**TASK TO COMPLETE:** Rewrite the stretch of the items from the line containing "Identify the wood" through the end, putting "hardwood flooring" wherever "wood plank flooring" appears and leaving everything else as it is.

━━━━

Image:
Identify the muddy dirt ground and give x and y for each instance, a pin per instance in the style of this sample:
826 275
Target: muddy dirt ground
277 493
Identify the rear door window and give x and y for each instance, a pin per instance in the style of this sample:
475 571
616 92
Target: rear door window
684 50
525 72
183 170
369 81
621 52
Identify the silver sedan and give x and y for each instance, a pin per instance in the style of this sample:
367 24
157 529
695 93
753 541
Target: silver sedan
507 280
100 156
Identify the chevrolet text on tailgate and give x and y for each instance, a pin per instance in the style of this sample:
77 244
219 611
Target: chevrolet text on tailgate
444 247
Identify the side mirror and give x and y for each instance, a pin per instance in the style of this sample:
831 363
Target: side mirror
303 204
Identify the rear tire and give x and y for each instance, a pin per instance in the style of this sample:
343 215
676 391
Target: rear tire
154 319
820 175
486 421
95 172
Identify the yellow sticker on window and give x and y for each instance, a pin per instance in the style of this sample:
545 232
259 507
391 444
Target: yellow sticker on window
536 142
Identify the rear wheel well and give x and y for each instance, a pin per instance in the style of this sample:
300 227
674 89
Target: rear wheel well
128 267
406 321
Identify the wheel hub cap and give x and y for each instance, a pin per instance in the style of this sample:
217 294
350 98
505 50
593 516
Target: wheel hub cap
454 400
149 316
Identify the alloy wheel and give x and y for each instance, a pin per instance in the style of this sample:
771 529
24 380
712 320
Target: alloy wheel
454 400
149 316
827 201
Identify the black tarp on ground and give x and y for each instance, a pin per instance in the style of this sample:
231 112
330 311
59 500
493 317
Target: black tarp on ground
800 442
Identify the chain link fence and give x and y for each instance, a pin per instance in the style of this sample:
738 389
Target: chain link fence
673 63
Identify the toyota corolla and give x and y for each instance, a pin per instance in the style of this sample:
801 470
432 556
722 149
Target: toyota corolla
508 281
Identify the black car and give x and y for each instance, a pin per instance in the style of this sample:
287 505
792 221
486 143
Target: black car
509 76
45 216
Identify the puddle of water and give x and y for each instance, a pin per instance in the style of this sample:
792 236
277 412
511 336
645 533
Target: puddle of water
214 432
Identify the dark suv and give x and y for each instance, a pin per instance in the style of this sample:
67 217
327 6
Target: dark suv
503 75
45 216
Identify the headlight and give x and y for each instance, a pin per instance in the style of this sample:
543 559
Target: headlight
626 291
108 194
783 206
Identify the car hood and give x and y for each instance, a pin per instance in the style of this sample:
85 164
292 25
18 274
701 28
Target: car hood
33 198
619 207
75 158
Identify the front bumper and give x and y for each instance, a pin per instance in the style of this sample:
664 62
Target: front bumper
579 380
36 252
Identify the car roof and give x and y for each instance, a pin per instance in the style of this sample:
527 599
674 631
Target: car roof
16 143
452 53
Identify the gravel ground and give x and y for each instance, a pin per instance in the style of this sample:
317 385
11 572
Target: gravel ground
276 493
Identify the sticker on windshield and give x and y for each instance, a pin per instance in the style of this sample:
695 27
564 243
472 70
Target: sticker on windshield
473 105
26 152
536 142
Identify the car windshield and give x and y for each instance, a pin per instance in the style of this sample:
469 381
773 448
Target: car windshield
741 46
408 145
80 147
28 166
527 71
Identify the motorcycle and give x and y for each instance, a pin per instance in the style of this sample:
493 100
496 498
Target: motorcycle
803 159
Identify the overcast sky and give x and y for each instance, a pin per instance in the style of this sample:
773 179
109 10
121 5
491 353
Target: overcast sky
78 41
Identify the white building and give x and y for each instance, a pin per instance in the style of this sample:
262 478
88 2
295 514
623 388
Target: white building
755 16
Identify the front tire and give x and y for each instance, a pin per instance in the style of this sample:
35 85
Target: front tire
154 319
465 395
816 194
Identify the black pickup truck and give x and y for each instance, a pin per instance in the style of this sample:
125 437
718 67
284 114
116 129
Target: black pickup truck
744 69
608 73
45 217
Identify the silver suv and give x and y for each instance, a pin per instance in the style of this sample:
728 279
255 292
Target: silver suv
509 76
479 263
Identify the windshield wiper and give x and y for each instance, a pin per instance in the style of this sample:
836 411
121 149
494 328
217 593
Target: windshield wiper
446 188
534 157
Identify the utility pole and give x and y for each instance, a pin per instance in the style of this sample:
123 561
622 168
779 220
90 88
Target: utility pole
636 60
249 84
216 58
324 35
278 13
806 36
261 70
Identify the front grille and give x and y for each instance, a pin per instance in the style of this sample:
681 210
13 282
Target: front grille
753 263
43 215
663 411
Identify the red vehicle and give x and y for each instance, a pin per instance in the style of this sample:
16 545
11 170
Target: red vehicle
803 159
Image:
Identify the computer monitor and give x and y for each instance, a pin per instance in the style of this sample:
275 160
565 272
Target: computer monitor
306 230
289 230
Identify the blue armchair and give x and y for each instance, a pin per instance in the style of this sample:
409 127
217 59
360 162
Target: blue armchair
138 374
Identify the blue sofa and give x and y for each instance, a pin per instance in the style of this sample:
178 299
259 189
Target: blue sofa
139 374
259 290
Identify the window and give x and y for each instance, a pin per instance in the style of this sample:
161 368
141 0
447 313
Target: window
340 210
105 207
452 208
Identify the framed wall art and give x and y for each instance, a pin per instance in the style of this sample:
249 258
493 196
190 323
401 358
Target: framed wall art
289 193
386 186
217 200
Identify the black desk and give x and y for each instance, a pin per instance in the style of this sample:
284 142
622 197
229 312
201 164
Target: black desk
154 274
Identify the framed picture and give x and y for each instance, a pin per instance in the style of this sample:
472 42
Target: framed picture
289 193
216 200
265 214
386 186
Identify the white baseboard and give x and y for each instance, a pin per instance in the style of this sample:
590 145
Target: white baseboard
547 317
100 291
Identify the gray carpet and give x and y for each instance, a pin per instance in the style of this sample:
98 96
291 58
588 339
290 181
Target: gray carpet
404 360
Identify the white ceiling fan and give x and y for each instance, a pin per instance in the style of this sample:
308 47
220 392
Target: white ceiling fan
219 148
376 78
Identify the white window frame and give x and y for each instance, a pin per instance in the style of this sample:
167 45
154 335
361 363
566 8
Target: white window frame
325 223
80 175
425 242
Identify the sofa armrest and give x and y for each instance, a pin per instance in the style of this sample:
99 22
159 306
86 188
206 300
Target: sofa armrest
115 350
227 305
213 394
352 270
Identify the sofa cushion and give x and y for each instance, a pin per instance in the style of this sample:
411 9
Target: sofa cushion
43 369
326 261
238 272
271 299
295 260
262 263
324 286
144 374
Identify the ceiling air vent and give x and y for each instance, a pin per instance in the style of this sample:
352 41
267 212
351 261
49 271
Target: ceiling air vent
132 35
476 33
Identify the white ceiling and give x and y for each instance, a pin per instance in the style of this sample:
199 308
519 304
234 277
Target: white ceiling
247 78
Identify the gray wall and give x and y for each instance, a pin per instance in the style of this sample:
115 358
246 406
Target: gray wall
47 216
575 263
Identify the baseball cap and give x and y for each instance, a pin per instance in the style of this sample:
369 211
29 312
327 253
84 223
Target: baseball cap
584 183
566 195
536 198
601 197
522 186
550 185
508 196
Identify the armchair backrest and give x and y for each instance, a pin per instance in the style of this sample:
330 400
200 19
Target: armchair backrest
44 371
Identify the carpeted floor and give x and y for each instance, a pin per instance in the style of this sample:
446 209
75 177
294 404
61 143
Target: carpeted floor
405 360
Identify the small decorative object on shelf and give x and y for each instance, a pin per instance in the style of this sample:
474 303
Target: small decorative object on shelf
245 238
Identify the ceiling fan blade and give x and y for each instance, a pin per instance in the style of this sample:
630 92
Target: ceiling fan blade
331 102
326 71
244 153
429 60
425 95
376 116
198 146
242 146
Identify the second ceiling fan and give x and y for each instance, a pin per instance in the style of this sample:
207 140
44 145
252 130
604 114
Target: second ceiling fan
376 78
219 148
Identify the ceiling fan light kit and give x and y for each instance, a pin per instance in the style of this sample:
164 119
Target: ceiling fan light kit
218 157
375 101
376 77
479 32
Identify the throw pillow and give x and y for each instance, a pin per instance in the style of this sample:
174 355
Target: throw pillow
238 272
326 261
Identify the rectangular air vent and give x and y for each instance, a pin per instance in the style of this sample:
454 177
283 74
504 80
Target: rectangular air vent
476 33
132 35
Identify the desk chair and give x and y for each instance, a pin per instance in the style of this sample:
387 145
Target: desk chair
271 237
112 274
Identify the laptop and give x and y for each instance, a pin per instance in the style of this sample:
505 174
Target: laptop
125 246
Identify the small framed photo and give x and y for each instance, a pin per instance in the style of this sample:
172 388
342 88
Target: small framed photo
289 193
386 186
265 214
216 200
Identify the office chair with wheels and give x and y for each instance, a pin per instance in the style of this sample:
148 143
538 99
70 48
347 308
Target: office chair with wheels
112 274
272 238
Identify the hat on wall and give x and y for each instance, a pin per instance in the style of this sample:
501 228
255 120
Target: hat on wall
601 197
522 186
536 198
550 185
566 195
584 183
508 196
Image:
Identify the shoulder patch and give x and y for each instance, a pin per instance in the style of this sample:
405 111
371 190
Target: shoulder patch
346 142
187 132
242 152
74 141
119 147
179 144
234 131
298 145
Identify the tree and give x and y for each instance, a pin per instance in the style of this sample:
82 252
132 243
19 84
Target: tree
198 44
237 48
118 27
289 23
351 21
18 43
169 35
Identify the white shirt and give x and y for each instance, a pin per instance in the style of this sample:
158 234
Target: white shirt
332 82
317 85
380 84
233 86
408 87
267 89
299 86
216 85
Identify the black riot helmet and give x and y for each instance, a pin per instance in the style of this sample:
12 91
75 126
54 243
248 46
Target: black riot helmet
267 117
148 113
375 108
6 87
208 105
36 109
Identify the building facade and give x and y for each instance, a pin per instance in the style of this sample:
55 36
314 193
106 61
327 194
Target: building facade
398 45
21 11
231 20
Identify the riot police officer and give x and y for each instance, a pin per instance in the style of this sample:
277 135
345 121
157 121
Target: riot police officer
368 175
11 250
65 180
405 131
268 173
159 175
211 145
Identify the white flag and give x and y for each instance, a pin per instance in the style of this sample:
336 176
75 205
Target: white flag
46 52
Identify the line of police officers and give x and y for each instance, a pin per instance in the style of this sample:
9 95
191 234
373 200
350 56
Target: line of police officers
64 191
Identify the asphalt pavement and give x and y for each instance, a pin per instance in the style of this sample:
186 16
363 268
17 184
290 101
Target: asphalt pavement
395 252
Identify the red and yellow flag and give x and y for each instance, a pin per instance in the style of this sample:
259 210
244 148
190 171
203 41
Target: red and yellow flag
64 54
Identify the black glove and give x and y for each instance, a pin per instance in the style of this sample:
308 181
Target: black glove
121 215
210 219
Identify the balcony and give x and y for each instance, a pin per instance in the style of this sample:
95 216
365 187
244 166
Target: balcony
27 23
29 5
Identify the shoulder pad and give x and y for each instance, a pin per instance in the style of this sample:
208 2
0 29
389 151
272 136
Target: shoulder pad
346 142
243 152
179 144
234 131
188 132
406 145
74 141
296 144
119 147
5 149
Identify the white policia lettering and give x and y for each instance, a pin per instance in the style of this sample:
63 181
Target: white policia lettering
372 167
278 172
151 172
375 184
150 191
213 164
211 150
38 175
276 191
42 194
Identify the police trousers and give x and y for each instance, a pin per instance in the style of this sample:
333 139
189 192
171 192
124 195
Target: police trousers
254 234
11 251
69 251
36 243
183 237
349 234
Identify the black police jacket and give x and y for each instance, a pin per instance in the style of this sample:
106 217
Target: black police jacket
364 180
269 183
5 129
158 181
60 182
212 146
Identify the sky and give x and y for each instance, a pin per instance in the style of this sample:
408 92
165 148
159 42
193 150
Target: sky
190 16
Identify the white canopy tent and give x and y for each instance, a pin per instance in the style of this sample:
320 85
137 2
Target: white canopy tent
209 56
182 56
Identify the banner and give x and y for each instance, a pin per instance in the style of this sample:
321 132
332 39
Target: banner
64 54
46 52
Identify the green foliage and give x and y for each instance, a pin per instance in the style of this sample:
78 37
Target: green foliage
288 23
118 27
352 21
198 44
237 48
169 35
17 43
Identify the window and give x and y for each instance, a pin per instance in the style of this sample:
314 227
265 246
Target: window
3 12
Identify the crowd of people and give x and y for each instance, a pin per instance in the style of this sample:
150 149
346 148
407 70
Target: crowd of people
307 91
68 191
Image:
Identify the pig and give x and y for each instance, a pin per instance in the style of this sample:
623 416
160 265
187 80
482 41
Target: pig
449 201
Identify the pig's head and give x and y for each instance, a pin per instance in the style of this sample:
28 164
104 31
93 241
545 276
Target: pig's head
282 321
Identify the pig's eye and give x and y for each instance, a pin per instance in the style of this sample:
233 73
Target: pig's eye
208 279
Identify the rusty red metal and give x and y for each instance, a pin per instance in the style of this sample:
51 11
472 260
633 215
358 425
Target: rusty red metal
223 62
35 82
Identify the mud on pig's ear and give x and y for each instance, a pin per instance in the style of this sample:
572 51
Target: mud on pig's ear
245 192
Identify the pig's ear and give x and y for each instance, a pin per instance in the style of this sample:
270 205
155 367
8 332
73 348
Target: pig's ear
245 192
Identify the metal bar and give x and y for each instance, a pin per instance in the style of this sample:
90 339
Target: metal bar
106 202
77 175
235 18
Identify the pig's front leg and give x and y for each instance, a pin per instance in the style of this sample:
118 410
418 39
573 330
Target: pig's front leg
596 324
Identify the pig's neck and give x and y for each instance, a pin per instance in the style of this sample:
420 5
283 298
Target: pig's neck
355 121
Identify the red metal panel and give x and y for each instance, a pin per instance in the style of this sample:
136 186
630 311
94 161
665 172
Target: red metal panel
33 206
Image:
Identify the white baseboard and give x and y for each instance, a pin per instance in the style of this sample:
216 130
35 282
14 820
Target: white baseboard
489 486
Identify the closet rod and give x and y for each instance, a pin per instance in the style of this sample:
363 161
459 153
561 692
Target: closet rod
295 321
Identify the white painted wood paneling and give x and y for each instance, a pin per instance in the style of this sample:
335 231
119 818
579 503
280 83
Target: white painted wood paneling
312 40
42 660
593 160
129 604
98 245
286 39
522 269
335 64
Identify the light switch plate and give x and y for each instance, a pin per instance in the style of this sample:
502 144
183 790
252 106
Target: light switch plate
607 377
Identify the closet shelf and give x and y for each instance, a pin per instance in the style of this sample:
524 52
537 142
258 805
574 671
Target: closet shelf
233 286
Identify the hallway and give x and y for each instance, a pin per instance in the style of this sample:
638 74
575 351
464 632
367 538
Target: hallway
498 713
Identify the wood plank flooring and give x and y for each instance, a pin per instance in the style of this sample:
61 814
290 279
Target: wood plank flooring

━━━━

**OUTPUT:**
Identify the hardwood flooring and give x and y for each instance, a pin per instance in the style of this sample:
61 814
290 279
Target: hardwood flooring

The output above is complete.